▶ [Job 1] For the article on Iraq's elections, decide whether each statement agrees with the text and answer yes or no, quoting the exact words that settle it: (a) The final election results are expected before the end of the month. (b) The preliminary results put Al-Maliki in the lead without a clear majority to form a government. (c) The parliamentary elections took place on 30 April.
▶ [Job 2] Duplicate the passage of the article on Iraq's elections from "Iraq’s election tangle" up to and including "country’s feuding communities.".

Iraq’s election tangle

As Iraq continues a downward descent into violence, its election results may leave the country on the edge of the abyss, writes Salah Nasrawi 

The much-awaited results of Iraq’s parliamentary elections remain uncertain amid turmoil and deep divisions among the country’s feuding communities. 

The final results are not expected before the end of the month, but the country’s Kurds, Shia and Sunnis have to come to terms on a potential ruling coalition as the chill of soaring violence casts a shadow over coalition-building efforts. 

Moreover, the main political blocs remain deadlocked on whether embattled Shia Prime Minister Nuri Al-Maliki is to be allowed to stay in office as he faces mounting criticisms over the way he has handled his two previous governments. 

The preliminary results show Al-Maliki in the lead, but with no clear majority to form a government. A failure to secure a decisive victory may lead Iraq into a period of uncertainty, or outright chaos, some fear. Prior to the 30 April elections, many of Al-Maliki’s opponents had signaled that they did not trust him and were unwilling to offer him a third term in office. 

Whether Al-Maliki’s opponents will now keep fighting or whether they will seek a compromise to avoid an overall confrontation remains to be seen. At the moment, the leaders of Iraq’s three main communities whose candidates run on ethnic and sectarian lines are trying to put their own houses in order after the election campaign bickering. 

They also need to cut across the politically differentiated electorate in order to boost their power at the bargaining table. Since the fall of the regime of former Iraqi president Saddam Hussein in the US-led invasion in 2003, Iraq has been ruled by a coalition government led by majority Shia Muslims and including minority Sunni Muslims and ethnic Kurds. 

While the Shia will be able to maintain their hold on power in a coalition government, Iraq’s political landscape after the 2014 elections may come under increasing pressure for new trends and alignments.

Entries for bounding box labeling:
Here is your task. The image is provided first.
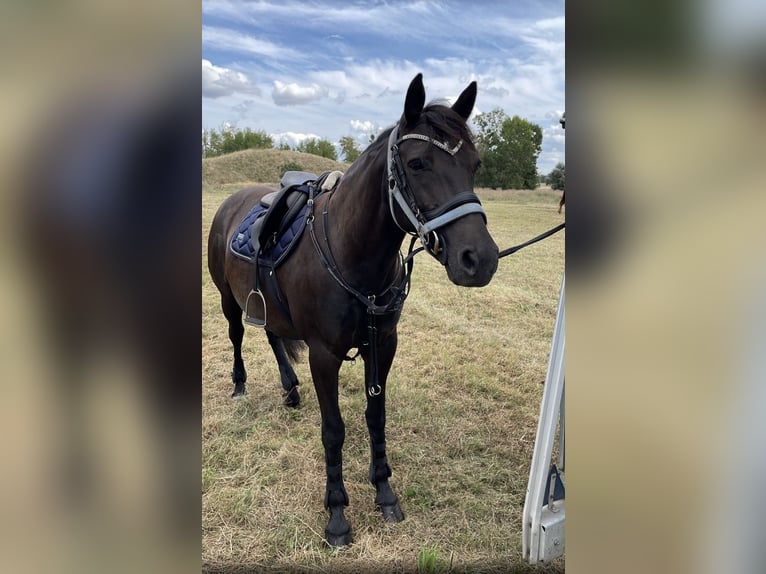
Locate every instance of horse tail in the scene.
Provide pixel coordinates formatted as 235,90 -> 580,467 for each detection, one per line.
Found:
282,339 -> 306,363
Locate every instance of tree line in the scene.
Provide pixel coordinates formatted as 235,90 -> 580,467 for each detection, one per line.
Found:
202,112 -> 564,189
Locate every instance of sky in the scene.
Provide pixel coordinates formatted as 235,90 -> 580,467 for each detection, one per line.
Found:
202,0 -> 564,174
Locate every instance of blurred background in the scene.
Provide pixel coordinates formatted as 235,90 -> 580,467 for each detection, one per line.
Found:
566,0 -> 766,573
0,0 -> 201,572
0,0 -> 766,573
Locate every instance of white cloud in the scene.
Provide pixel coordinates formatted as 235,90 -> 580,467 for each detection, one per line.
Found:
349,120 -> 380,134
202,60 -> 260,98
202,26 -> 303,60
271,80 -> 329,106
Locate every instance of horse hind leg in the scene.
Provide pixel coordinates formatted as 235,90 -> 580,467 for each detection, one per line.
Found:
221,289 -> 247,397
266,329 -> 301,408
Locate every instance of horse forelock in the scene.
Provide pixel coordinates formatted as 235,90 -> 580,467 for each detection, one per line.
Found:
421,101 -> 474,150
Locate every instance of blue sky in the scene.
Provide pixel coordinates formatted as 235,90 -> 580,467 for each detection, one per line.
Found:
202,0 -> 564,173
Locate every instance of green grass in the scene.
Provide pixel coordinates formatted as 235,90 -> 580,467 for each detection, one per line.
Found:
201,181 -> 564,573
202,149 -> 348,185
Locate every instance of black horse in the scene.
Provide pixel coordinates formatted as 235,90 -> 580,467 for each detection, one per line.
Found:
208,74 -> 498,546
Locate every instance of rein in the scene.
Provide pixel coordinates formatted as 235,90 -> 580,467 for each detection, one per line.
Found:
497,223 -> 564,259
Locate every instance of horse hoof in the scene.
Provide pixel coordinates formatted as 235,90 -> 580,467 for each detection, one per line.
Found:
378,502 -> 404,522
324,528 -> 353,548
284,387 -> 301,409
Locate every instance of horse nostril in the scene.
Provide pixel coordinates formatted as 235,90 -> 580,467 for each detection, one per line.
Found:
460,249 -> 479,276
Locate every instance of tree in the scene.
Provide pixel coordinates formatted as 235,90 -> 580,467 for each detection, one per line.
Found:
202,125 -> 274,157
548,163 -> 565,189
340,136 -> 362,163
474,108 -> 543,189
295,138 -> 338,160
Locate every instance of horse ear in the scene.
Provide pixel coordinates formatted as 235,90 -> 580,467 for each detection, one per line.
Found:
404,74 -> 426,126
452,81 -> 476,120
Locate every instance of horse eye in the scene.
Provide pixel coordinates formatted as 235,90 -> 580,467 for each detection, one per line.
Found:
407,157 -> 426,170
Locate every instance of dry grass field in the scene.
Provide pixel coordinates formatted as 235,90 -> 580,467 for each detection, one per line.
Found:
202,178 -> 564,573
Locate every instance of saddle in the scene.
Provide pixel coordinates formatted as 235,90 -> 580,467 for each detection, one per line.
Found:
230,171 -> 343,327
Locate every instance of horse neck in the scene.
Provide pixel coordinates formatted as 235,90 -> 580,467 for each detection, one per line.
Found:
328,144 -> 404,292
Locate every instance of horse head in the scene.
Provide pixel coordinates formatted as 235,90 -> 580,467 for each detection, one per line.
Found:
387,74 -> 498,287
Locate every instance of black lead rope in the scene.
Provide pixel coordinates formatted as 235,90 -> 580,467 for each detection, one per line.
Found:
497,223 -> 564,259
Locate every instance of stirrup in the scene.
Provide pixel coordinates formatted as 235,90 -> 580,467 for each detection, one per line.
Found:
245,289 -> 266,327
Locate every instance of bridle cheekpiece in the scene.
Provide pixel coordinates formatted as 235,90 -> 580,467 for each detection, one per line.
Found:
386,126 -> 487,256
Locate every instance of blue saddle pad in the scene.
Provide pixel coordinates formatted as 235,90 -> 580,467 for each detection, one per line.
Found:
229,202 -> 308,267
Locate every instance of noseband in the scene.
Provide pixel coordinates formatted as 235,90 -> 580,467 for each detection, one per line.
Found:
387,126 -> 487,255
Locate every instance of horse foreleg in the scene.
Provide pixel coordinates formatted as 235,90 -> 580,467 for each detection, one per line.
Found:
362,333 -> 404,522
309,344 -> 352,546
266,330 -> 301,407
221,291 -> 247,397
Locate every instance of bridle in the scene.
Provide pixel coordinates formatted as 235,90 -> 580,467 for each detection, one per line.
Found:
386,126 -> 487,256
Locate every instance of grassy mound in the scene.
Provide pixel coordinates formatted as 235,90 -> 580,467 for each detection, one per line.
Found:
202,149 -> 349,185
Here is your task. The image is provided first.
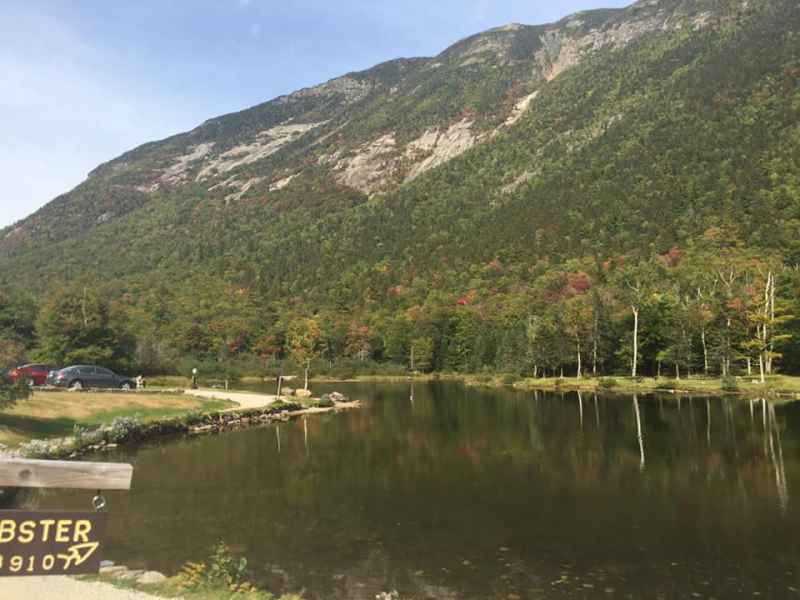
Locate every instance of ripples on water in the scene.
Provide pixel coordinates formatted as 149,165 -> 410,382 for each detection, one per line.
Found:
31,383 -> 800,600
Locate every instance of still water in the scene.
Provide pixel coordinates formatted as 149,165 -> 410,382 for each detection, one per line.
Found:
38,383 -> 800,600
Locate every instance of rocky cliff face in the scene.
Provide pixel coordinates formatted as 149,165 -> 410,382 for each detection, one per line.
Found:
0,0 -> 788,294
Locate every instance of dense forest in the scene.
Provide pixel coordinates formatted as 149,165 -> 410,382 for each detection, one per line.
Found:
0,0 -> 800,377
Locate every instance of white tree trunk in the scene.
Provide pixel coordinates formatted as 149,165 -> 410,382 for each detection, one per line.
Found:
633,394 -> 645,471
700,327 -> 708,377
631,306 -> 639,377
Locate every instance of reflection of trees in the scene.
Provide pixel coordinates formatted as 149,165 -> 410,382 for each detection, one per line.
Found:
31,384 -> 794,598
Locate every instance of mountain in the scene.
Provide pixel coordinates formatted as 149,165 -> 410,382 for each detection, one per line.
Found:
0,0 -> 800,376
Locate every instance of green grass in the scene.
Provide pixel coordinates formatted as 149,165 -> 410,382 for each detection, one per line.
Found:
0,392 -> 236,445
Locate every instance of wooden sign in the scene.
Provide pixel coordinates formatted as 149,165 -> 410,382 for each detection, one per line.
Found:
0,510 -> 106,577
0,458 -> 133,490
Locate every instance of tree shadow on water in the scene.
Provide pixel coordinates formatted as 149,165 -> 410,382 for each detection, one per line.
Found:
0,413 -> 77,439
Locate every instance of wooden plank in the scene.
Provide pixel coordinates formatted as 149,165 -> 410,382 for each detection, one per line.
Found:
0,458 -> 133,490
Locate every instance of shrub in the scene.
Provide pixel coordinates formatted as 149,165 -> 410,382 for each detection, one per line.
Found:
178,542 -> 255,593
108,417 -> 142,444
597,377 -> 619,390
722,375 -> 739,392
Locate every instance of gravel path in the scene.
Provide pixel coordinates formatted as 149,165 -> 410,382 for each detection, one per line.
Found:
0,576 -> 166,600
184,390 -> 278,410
---
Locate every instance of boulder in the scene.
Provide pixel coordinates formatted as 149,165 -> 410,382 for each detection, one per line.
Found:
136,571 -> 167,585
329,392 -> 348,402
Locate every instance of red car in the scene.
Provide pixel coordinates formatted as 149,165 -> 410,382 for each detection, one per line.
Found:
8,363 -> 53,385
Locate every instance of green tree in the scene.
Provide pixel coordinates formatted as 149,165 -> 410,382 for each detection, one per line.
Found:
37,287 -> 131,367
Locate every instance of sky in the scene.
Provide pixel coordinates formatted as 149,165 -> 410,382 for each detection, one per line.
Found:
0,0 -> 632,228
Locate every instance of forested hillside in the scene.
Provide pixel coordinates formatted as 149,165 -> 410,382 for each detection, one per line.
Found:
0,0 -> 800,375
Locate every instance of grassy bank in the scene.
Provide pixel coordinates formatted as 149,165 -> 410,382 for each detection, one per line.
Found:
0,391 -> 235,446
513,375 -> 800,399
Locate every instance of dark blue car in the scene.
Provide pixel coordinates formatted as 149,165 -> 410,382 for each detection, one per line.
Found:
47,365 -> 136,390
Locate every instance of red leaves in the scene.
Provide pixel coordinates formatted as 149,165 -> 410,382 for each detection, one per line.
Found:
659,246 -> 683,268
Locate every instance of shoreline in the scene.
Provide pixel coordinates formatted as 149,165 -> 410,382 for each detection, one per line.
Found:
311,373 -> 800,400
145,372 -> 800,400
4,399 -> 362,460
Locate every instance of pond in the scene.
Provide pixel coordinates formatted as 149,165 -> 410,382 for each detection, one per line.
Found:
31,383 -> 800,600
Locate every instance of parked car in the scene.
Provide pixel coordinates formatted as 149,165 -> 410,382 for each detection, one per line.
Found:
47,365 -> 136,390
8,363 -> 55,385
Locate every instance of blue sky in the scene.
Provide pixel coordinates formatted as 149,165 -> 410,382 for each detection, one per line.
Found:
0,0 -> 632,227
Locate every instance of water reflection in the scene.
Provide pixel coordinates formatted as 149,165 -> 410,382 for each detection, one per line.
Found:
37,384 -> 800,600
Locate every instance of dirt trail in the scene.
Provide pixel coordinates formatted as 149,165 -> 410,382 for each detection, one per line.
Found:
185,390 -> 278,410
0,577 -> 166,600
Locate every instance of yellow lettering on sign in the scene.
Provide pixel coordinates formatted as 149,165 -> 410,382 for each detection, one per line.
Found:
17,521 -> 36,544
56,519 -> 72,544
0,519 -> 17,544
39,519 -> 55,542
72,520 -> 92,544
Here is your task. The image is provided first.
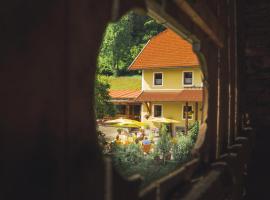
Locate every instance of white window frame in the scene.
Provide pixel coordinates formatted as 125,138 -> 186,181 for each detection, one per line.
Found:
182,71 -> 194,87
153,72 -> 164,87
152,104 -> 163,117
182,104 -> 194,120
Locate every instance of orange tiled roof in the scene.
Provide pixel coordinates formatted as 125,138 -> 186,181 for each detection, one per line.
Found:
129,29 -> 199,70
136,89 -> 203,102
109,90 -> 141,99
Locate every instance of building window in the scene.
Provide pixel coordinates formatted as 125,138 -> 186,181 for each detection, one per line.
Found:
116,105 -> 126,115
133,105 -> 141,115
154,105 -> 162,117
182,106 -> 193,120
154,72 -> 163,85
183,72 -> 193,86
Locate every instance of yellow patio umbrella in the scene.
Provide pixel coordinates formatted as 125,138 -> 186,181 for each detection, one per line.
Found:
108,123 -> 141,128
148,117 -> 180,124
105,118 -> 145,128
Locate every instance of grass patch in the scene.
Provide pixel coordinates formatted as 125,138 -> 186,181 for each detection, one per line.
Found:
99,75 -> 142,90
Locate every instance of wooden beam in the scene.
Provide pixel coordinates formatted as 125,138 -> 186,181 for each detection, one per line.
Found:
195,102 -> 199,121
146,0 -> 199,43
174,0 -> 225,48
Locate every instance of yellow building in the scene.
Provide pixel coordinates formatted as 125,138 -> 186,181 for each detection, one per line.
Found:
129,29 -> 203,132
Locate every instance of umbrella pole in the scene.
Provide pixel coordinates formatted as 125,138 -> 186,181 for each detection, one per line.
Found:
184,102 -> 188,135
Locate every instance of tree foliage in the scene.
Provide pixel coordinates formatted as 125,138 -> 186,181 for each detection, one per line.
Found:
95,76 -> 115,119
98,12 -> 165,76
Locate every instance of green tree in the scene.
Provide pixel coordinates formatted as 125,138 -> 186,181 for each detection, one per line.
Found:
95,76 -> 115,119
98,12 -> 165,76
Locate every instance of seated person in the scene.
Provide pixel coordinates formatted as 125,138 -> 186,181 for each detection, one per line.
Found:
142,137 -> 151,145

▶ [Expected output 1]
(a) No: "The final results are not expected before the end of the month"
(b) Yes: "The preliminary results show Al-Maliki in the lead, but with no clear majority to form a government."
(c) Yes: "Prior to the 30 April elections"

▶ [Expected output 2]
Iraq’s election tangle

As Iraq continues a downward descent into violence, its election results may leave the country on the edge of the abyss, writes Salah Nasrawi 

The much-awaited results of Iraq’s parliamentary elections remain uncertain amid turmoil and deep divisions among the country’s feuding communities.